GIVEN TASK 1:
Please find every line in the records below that contains the word "story", and copy each of those lines out in full.

Not in My Backyard
Homesteaders speak against proposed wind farm in Ho`olehua.
By Catherine Cluett
While the rest of the world has joined the rush to “go green,” many Molokai residents say their island has been green all along.
Just ask Ho`olehua homesteader Kanoho Helm, who spoke against the wind energy project in Ho`olehua proposed by First Wind.
“Ho`olehua is green already,” Helm said at a community meeting with First Wind last week. “These [wind turbines] are gonna add another ugly color,” he continued. “I’m all for renewable energy, just not in my yard.”
But First Wind didn’t face only opposition during two community meetings held last week.
“Yes, you have it in your backyard,” countered Molokai resident Matt Yamashita. “But your kids will have renewable energy and have land in their backyard that’s community-run.”
Wind energy company First Wind has been in dialogue with Molokai residents since 2006, when the company, then known as UPC Wind, proposed a 350 megawatt (MW) wind farm for the island.

GIVEN RECORDS:
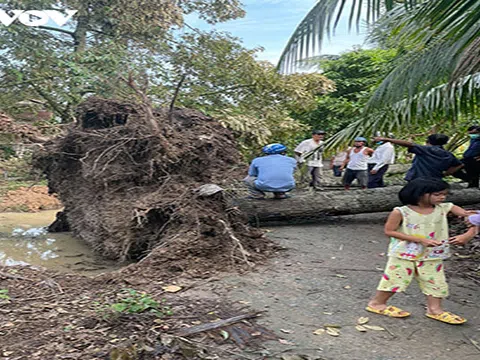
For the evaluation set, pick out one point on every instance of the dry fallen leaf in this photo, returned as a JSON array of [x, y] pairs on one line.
[[285, 342], [361, 328], [362, 320], [374, 327], [333, 332], [172, 288]]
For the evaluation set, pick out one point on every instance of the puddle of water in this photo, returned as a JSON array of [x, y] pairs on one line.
[[24, 241]]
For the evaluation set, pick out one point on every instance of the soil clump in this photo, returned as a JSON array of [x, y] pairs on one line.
[[129, 178], [29, 199]]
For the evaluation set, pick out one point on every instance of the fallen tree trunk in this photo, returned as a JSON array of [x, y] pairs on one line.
[[313, 207]]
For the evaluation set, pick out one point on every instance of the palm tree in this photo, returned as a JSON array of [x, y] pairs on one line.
[[436, 72]]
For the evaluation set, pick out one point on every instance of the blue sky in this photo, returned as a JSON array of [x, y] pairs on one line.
[[270, 23]]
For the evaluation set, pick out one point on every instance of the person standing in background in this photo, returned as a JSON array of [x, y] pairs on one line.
[[431, 160], [471, 156], [311, 151], [357, 164], [383, 156], [337, 161]]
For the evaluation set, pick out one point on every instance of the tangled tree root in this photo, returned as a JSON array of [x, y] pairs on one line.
[[129, 190]]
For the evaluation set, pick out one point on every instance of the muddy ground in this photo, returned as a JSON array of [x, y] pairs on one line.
[[326, 277], [29, 198]]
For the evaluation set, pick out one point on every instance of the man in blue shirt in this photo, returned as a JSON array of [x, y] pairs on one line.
[[431, 160], [271, 173]]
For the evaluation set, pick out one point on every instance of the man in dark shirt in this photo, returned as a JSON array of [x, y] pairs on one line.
[[470, 162], [431, 160]]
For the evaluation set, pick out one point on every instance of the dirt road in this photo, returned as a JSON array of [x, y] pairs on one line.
[[326, 276]]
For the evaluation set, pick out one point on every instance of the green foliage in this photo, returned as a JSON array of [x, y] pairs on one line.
[[212, 72], [356, 74], [436, 72], [131, 301]]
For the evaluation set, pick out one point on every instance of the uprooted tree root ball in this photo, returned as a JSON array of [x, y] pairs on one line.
[[128, 176]]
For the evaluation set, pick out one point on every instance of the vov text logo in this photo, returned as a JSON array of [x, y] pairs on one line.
[[36, 17]]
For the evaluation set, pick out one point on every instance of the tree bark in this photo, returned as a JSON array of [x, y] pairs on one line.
[[308, 208]]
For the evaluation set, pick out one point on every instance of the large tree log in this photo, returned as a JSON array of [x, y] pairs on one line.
[[308, 208]]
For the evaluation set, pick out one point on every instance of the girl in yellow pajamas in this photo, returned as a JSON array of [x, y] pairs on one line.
[[419, 242]]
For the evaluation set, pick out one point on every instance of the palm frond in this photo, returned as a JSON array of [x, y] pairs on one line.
[[444, 103], [308, 37]]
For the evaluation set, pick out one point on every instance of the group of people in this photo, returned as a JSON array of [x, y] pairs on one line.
[[418, 230], [275, 172]]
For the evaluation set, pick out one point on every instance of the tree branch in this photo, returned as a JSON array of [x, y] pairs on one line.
[[227, 89], [175, 95]]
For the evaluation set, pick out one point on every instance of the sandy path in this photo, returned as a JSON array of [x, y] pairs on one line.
[[302, 292]]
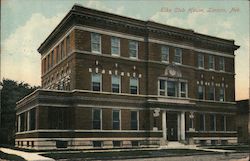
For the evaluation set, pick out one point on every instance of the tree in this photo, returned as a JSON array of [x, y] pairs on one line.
[[12, 92]]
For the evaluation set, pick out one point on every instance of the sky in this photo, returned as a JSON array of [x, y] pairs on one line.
[[25, 24]]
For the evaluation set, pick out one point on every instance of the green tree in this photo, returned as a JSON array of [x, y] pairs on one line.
[[12, 92]]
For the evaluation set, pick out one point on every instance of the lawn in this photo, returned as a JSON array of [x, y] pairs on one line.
[[123, 154], [10, 157]]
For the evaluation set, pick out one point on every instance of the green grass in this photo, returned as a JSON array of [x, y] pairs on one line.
[[123, 154], [10, 157], [238, 148]]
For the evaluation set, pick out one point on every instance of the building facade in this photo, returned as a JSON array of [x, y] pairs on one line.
[[243, 121], [111, 81]]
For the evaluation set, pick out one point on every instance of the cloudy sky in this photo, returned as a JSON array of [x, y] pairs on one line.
[[26, 23]]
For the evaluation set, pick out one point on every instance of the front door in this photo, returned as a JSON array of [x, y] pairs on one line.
[[172, 126]]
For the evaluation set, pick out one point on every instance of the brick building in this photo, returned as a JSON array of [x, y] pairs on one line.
[[243, 121], [112, 81]]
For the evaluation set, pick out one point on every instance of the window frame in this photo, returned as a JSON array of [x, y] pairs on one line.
[[137, 120], [119, 84], [99, 43], [201, 60], [119, 46], [92, 81], [115, 110], [137, 91], [136, 49], [100, 116], [211, 60], [175, 56], [221, 64], [162, 56]]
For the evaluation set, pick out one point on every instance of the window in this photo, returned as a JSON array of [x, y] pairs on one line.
[[178, 56], [200, 61], [57, 54], [183, 89], [201, 92], [211, 62], [116, 143], [116, 119], [221, 64], [62, 50], [223, 123], [164, 54], [115, 46], [67, 44], [212, 122], [134, 120], [32, 121], [171, 88], [59, 118], [162, 87], [97, 144], [52, 58], [133, 85], [97, 118], [133, 49], [202, 122], [96, 82], [48, 61], [211, 93], [116, 83], [95, 42], [222, 94]]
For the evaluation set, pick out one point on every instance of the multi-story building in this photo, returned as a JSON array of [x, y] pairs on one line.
[[243, 121], [113, 81]]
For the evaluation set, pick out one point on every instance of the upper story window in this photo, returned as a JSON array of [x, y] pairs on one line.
[[162, 87], [115, 46], [223, 123], [133, 49], [116, 119], [95, 43], [57, 54], [116, 84], [211, 93], [221, 64], [183, 89], [202, 122], [164, 53], [200, 61], [201, 92], [211, 62], [212, 122], [222, 94], [96, 82], [97, 117], [62, 50], [178, 56], [133, 84], [134, 120], [52, 58], [68, 44], [48, 62], [170, 88]]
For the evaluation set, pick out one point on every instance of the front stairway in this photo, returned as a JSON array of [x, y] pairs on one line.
[[177, 145]]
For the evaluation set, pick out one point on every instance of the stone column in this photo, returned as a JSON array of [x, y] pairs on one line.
[[164, 125], [182, 125]]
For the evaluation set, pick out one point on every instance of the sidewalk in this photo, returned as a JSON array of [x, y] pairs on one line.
[[26, 155]]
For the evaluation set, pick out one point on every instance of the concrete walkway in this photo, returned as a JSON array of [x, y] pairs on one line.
[[26, 155]]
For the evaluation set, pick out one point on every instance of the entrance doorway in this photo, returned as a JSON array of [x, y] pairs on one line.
[[172, 126]]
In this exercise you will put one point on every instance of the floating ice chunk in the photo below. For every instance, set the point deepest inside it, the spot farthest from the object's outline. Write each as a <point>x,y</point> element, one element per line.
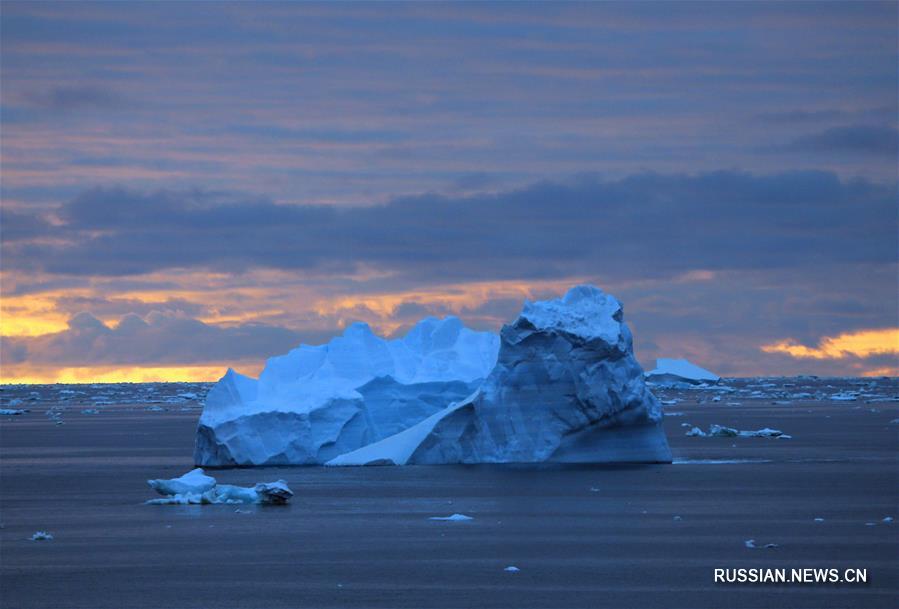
<point>453,518</point>
<point>194,482</point>
<point>844,397</point>
<point>195,487</point>
<point>679,373</point>
<point>720,431</point>
<point>42,536</point>
<point>276,493</point>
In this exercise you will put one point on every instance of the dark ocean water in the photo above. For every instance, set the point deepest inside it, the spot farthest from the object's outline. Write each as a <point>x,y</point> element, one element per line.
<point>76,462</point>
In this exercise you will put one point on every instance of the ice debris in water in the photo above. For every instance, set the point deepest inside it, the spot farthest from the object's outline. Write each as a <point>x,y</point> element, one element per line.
<point>42,536</point>
<point>453,518</point>
<point>720,431</point>
<point>195,487</point>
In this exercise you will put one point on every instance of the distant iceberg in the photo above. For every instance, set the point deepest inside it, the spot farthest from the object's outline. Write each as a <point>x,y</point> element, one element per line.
<point>675,372</point>
<point>561,384</point>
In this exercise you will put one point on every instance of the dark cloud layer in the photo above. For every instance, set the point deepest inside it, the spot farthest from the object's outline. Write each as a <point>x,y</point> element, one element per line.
<point>646,225</point>
<point>862,139</point>
<point>158,339</point>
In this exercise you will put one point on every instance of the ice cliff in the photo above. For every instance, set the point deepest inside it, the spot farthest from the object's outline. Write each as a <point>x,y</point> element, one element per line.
<point>566,388</point>
<point>560,384</point>
<point>318,402</point>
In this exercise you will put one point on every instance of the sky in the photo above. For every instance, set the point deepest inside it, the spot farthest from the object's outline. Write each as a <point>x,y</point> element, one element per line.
<point>192,186</point>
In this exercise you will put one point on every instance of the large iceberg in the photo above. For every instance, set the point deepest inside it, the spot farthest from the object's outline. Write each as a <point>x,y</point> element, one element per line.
<point>318,402</point>
<point>566,388</point>
<point>679,373</point>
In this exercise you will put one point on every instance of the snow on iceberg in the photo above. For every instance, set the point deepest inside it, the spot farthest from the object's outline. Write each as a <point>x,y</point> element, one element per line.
<point>566,388</point>
<point>318,402</point>
<point>195,487</point>
<point>679,372</point>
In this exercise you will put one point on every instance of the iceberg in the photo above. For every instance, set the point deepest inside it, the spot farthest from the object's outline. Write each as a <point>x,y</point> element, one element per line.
<point>566,388</point>
<point>318,402</point>
<point>679,373</point>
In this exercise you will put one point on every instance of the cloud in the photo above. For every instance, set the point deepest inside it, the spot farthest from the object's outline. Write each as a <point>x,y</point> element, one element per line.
<point>860,139</point>
<point>158,339</point>
<point>862,343</point>
<point>645,225</point>
<point>76,97</point>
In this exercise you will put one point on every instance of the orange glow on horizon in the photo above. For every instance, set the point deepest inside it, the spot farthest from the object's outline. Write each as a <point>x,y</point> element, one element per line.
<point>131,374</point>
<point>863,343</point>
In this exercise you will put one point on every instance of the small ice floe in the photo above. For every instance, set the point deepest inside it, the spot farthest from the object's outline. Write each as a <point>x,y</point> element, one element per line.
<point>844,397</point>
<point>720,431</point>
<point>453,518</point>
<point>42,536</point>
<point>195,487</point>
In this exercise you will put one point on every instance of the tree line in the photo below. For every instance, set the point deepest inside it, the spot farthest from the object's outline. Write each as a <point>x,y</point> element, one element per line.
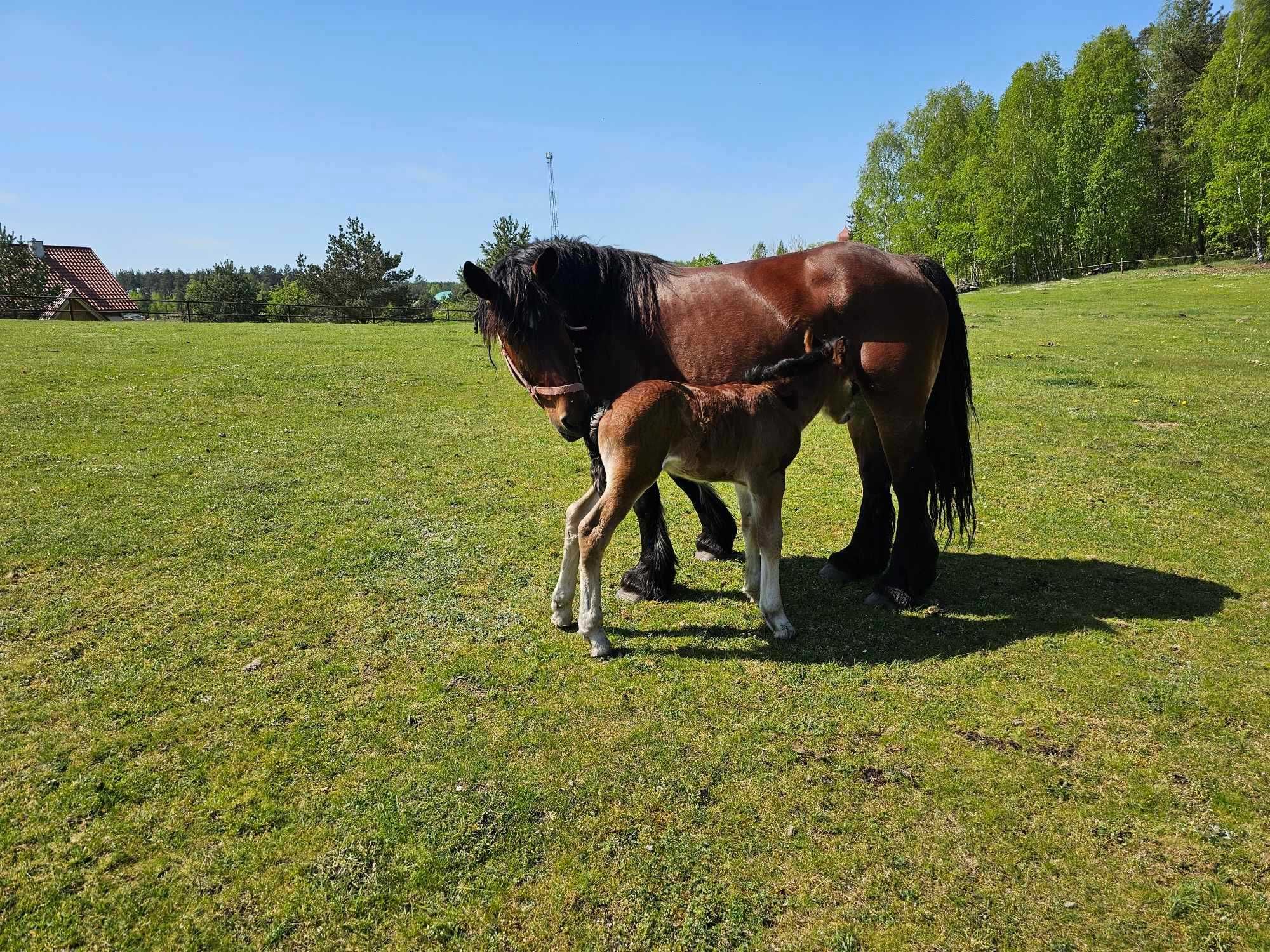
<point>1151,145</point>
<point>356,281</point>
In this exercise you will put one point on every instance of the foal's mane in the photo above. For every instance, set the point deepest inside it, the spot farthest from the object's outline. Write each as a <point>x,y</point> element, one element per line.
<point>595,284</point>
<point>791,366</point>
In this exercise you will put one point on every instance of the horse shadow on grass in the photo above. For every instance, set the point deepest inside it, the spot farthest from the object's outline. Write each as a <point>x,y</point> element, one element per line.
<point>980,602</point>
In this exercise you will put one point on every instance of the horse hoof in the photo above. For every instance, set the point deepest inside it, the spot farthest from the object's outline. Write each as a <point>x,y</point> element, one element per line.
<point>830,574</point>
<point>891,598</point>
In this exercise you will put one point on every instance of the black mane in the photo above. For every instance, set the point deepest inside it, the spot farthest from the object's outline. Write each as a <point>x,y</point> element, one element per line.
<point>791,366</point>
<point>592,284</point>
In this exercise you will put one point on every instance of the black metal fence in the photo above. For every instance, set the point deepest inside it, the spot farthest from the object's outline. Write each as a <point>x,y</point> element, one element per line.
<point>257,313</point>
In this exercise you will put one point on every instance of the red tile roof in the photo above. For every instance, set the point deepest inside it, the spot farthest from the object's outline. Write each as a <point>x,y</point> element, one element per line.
<point>83,274</point>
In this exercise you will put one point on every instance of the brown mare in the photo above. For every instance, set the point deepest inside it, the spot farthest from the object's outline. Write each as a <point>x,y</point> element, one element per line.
<point>744,433</point>
<point>592,322</point>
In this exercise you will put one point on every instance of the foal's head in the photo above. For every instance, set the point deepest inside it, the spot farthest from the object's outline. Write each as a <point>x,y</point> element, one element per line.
<point>843,378</point>
<point>521,314</point>
<point>825,373</point>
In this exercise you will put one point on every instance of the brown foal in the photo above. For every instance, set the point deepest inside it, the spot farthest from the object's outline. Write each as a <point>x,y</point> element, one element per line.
<point>744,433</point>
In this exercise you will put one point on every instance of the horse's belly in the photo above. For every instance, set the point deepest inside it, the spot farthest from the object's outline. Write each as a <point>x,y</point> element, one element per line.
<point>697,470</point>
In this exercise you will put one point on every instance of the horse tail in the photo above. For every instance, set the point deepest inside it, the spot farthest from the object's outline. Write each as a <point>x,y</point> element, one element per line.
<point>948,418</point>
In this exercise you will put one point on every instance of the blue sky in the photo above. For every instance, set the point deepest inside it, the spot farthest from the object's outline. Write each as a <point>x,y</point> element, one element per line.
<point>178,135</point>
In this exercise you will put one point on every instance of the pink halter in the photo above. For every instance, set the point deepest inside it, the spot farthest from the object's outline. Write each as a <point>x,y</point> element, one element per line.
<point>538,393</point>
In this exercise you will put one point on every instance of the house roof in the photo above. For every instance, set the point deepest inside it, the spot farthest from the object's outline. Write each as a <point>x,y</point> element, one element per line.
<point>83,274</point>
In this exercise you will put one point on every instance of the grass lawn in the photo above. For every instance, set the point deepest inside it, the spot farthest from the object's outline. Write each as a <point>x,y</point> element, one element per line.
<point>277,668</point>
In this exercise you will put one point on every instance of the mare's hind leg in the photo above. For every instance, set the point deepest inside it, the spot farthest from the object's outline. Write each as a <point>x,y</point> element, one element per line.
<point>869,550</point>
<point>653,576</point>
<point>768,498</point>
<point>914,560</point>
<point>562,600</point>
<point>754,562</point>
<point>718,527</point>
<point>594,536</point>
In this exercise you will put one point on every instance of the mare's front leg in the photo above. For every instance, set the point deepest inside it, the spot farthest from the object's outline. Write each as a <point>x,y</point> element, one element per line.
<point>562,600</point>
<point>770,535</point>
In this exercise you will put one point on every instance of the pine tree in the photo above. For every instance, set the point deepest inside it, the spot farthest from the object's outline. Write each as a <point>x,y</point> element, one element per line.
<point>1104,164</point>
<point>360,276</point>
<point>878,205</point>
<point>1231,131</point>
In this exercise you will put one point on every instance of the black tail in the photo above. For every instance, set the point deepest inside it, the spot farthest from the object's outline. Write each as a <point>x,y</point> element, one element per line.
<point>948,418</point>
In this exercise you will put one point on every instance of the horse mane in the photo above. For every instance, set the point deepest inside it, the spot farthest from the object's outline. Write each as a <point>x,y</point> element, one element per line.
<point>791,366</point>
<point>596,282</point>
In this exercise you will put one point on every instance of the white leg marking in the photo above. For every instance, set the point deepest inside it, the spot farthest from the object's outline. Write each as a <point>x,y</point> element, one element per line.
<point>591,619</point>
<point>746,503</point>
<point>770,534</point>
<point>562,600</point>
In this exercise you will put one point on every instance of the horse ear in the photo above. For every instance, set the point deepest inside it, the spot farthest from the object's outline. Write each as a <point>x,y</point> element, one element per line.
<point>547,265</point>
<point>479,282</point>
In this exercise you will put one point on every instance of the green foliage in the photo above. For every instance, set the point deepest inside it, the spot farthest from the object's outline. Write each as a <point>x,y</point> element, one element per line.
<point>1175,51</point>
<point>422,761</point>
<point>510,235</point>
<point>1231,130</point>
<point>1103,158</point>
<point>1019,202</point>
<point>26,286</point>
<point>877,209</point>
<point>224,294</point>
<point>1146,148</point>
<point>358,275</point>
<point>703,261</point>
<point>947,142</point>
<point>285,296</point>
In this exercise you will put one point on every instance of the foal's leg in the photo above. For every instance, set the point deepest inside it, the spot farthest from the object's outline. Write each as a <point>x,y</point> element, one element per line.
<point>770,532</point>
<point>718,527</point>
<point>594,535</point>
<point>754,563</point>
<point>562,600</point>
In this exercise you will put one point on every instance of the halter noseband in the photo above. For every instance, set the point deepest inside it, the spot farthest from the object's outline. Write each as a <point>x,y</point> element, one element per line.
<point>539,393</point>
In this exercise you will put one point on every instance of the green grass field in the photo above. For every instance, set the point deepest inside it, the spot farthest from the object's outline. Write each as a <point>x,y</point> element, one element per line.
<point>1066,750</point>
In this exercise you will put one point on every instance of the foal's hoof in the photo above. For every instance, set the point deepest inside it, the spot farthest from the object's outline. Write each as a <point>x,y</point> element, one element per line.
<point>830,574</point>
<point>782,629</point>
<point>890,597</point>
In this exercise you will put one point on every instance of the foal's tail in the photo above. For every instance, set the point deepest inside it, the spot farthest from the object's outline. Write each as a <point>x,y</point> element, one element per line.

GIVEN TASK 2:
Pick up the article on the proposed Molokai wind farm after its last sentence and keep writing it.

RESPONSE 1:
For the evaluation set, pick out one point on every instance of the multi-story building in this photo, returned as a JSON array of [x, y] pairs on one line.
For the evaluation set, pick out one point on every instance of the upper story window in this photo, returned as a JSON array of [x, y] pairs on one line.

RESPONSE 2:
Three years later, thanks to the Hawaii Clean Energy Initiative (HCEI), which sets a statewide goal of 70 percent clean energy by 2030, Molokai is set up to play a large role in renewable energy for the future. After bidding against each other in 2008, Castle & Cooke on Lanai and First Wind on Molokai were awarded an agreement allowing each company to supply up to 200 MW of energy. The March 17 “Big Wind” agreement signed by Hawaiian Electric Company would supply energy to Oahu via a proposed undersea cable.
First Wind operates Kaheawa Wind Farm on Maui, Hawaii’s largest utility-scale operating wind energy project producing about 9% of Maui’s energy. The State of Hawaii currently has four operating wind farms.
First Wind’s proposal for Molokai, called Ikaika Wind Power, is broken into two phases. The first phase, Ikaika I, calls for 20 turbines to be built on Department of Hawaiian Homelands lands in Ho`oluhua. Each turbine would sit on a 45 foot concrete foundation, and measure 400 feet tall, or about 40 stories, according to Noe Kalipi, Director of Government & Community Relations for First Wind. Each turbine would generate 2.5 MW of power, totaling about 50 MW.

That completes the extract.